Give back all the data exactly, line by line.

[Object pointing dataset rows]
========================================
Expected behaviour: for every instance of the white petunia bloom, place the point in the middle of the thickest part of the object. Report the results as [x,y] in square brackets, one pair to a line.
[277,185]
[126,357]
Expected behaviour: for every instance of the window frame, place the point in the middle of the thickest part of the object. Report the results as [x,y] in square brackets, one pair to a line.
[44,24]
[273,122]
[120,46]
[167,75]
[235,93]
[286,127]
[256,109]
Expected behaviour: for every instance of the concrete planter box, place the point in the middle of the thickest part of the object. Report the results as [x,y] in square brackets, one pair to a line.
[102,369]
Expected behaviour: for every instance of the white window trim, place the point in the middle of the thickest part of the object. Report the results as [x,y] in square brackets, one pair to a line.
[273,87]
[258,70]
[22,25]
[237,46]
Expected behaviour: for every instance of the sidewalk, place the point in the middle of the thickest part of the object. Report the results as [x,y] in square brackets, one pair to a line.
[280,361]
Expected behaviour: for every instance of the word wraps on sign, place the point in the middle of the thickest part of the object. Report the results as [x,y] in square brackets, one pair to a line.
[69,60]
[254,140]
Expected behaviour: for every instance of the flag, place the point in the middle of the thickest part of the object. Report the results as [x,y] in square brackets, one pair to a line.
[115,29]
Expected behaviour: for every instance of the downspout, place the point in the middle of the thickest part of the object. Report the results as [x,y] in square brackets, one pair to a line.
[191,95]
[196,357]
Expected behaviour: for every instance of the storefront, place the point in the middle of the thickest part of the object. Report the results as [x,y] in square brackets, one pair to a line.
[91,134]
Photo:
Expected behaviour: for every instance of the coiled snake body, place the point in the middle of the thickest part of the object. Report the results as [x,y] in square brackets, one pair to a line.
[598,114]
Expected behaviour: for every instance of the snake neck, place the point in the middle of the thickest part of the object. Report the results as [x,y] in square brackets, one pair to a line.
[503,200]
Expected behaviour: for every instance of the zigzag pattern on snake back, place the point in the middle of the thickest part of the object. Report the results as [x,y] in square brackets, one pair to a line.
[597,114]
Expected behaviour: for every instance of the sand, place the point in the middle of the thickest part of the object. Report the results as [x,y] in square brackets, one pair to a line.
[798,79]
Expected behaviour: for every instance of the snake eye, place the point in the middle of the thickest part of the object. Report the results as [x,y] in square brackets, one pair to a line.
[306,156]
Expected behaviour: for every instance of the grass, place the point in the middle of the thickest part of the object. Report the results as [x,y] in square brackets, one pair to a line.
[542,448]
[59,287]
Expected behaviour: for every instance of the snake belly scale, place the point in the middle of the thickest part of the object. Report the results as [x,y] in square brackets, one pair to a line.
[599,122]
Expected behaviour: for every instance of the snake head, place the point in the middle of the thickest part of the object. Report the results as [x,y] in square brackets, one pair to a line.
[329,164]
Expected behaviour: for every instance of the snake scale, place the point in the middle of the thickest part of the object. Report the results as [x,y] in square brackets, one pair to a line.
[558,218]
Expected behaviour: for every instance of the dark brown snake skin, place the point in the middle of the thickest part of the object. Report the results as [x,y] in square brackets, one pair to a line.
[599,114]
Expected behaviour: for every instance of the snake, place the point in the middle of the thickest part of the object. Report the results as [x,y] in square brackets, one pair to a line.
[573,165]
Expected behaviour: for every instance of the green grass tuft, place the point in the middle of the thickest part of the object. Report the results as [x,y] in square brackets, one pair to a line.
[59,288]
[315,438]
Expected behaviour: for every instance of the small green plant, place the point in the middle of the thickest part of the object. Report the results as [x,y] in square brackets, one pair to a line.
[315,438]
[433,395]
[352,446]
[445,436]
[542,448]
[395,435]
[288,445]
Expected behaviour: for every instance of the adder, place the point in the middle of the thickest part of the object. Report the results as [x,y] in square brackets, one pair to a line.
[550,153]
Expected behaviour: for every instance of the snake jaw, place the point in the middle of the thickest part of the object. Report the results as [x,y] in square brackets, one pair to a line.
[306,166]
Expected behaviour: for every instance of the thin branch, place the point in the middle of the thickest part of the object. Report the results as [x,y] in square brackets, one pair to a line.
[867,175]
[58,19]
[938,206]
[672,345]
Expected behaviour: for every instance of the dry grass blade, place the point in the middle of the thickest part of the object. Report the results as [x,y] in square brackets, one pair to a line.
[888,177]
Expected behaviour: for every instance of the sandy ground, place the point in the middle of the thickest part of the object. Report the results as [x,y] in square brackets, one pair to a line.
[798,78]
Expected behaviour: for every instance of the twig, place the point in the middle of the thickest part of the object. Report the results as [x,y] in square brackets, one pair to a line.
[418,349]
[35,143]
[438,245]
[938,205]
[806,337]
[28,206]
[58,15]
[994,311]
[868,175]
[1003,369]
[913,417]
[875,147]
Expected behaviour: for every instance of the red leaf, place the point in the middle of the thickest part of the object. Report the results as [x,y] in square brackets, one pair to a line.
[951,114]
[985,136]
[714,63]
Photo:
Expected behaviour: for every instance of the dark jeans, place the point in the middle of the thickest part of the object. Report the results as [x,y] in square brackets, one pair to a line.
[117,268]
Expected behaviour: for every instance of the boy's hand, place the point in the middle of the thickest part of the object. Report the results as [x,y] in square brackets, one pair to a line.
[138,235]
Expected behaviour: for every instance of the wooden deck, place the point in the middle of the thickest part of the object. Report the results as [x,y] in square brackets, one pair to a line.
========================================
SOLUTION>
Expected behaviour: for every instance of the white petunia bloom, place the point in the middle of the thickest part of the object. Report the results as [x,y] in square brackets, one pair to a line.
[277,185]
[126,357]
Expected behaviour: for every instance of the window frame, place the point in the middle of the thickest part of the object. Report the results as [x,y] in square brackets, one pair to a line.
[44,24]
[273,122]
[120,46]
[167,75]
[235,93]
[286,127]
[256,109]
Expected behaviour: for every instance of the concrete planter box, place the point in the middle of the thickest part of the object. Report the results as [x,y] in square brackets, one pair to a line.
[102,369]
Expected behaviour: for every instance of the white window trim, place the point in the middle of the thickest part of the object. Report the results as [x,y] in square brackets, one pair to a line.
[273,87]
[258,70]
[22,25]
[237,46]
Expected behaviour: for every instance of the sidewalk, place the point in the middle of the thickest part of the object. Report the results as [x,y] in square brackets, one pair to a line.
[280,361]
Expected behaviour: for every instance of the word wraps on sign, place the point in the middle of the thickest part of the object. Report the results as [x,y] in square brackets, one pair to a line.
[69,60]
[254,140]
Expected behaviour: for every instance of the flag, place the point in the middle of the thickest part of the object. Report the results as [x,y] in square brackets, one pair to a line.
[115,29]
Expected behaviour: for every instance of the downspout, place the point in the middle of the thickest part of the object. Report the results as [x,y] in square brackets, one pair to a line.
[191,95]
[196,357]
Expected behaviour: for every instance of the storefront, place the point in the middle of the thickest part of the object. Report the results as [x,y] in square brackets, one pair to a line.
[91,134]
Photo:
Expected behaviour: for every instance of the coiled snake body, place the point in the middle of the thickest part of the object. Report the results as [x,y] in square brackets, one pair to a line.
[598,114]
Expected behaviour: for every instance of the snake neck, place the point in the middle of the thickest part of the object. Report the results as [x,y] in square brackets, one pair to a line.
[503,200]
Expected behaviour: for every instance of the zigzag pattern on snake back, place the point in the middle of the thickest part of the object. Report the results as [x,y] in square brackets, one pair to a line.
[597,114]
Expected behaviour: for every instance of the sand, place the point in the middle of the thickest part of the object. Report the results as [x,y] in square brackets, one pair to a line.
[798,79]
Expected behaviour: for every instance of the snake eye, place the point in the middle of the thickest part of the object. Report the results as [x,y] in square brackets, one pair to a line.
[306,156]
Expected behaviour: for every instance of the grass, place the point in the middle of the thickest part of the object. Report the results as [x,y] in square brackets, one pair to a line.
[542,448]
[59,287]
Expected behaviour: for every instance of the snake belly scale, place the point in the middle of the thickest part of the object. Report the results as [x,y] in square brackets, one pair to a line.
[599,122]
Expected behaviour: for every instance of the snake head, place the point in the middle of the thickest part of the object. Report the results as [x,y] in square brackets, one pair to a line.
[329,164]
Expected behaviour: for every instance of the snake scale, place the point in the middle of the thickest part of the object. Report the results as [x,y] in square brackets, one pair to a line.
[558,218]
Expected behaviour: for every instance of the dark brown snake skin, place the point in the middle of the thickest part of the object. Report the results as [x,y] in square brackets, one pair to a line.
[599,114]
Expected behaviour: for every instance of the snake, place the point in the middle of the thickest part of the object. Report the results as [x,y] in square brackets, one pair to a line.
[573,165]
Expected behaviour: for every instance of the green grass tuft, place the point in the middle of the thickest part of the object. Report the results as [x,y] in square brackets, one pair to a line.
[59,288]
[315,438]
Expected behaviour: for every instance of the small green plant, place the point in the middle of the thickest part of the object. Report the results as [x,y] in square brackets, one pair to a line.
[315,438]
[433,395]
[352,446]
[445,436]
[542,448]
[395,435]
[288,445]
Expected behaviour: for every instance of the adder, place the point in the middle of the thickest part of the object. Report the results as [x,y] in square brackets, one pair to a line.
[550,153]
Expected behaviour: for every instance of the snake jaw, place the point in the middle of the thickest part of the object. Report the results as [x,y] in square brackets, one pair to a line.
[306,166]
Expected behaviour: for every instance of the thin branch, place the point in the middle of the thickest part of the object. Report the results as [x,y] in square brackets, one pair to a line.
[867,175]
[58,19]
[938,206]
[672,345]
Expected behaviour: for every instance of the dry grass blade, place the point in the middle of the thickest part of the object. Report the results as [x,y] in square brackets, one pair to a line.
[888,177]
Expected behaviour: for every instance of the sandy ground, place the point in the middle of the thickest part of the object. Report the results as [x,y] in square brackets, one pair to a line.
[798,78]
Expected behaviour: for every instance of the twig, place the point in the middle of the thickest part of the object. Report the results as [x,y] in square brackets, one pair to a line.
[418,349]
[35,143]
[438,245]
[938,205]
[806,337]
[28,206]
[58,15]
[994,311]
[868,175]
[1003,369]
[913,417]
[875,147]
Expected behaviour: for every instance of the red leaf, place the point in the middle of the thickest part of the object. Report the results as [x,y] in square brackets, one pair to a line.
[951,114]
[985,136]
[714,63]
Photo:
Expected behaviour: for every instance of the dark jeans, place the point in the middle of the thickest part of the object. Report the results as [x,y] in square brackets, one pair to a line.
[117,268]
Expected behaviour: for every instance of the boy's hand, place the point in the middle of the thickest part of the object. Report the results as [x,y] in square brackets, one pair to a line.
[138,235]
Expected behaviour: for every instance of the wooden deck, place the point in the middle of the thickest part of the object. Report the results as [x,y] in square brackets, one pair to a line.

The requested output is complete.